(Data extracted from a collection)
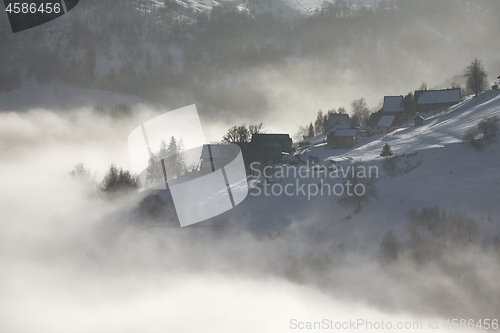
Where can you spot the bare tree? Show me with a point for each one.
(389, 247)
(476, 77)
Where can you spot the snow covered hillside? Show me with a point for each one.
(283, 8)
(433, 168)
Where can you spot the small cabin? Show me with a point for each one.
(343, 138)
(338, 119)
(436, 100)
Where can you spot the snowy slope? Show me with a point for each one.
(446, 172)
(284, 8)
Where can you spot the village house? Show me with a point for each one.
(436, 100)
(213, 157)
(393, 105)
(282, 140)
(338, 118)
(343, 138)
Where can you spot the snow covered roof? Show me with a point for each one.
(438, 96)
(393, 104)
(346, 132)
(386, 121)
(219, 151)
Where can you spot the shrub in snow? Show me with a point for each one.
(118, 183)
(488, 127)
(152, 206)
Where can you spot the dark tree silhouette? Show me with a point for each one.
(476, 77)
(117, 183)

Task statement:
Write out each entry exactly as given, but skip the pictures.

Correct answer:
Where can you spot the bare tree? Show me with a point for each one.
(389, 247)
(476, 77)
Where can you spot the snow covered hillside? Show me with a point for each one.
(283, 8)
(433, 168)
Where can you spot the small cabin? Show me with a point for each one.
(343, 138)
(338, 119)
(436, 100)
Where can you spot the snowy slope? Show me with a point for each one.
(446, 172)
(284, 8)
Where can you spot the village house? Show me with a point for each one.
(436, 100)
(213, 157)
(393, 105)
(282, 140)
(338, 118)
(343, 138)
Where can you spot the snow covered roof? Show me with a point for each one.
(438, 96)
(393, 104)
(346, 132)
(386, 121)
(219, 151)
Where can you spot the shrub in snow? Show me with a point for each one.
(118, 183)
(488, 127)
(152, 206)
Where can you spot the dark tree silhouette? Show me with a point for each one.
(476, 77)
(117, 183)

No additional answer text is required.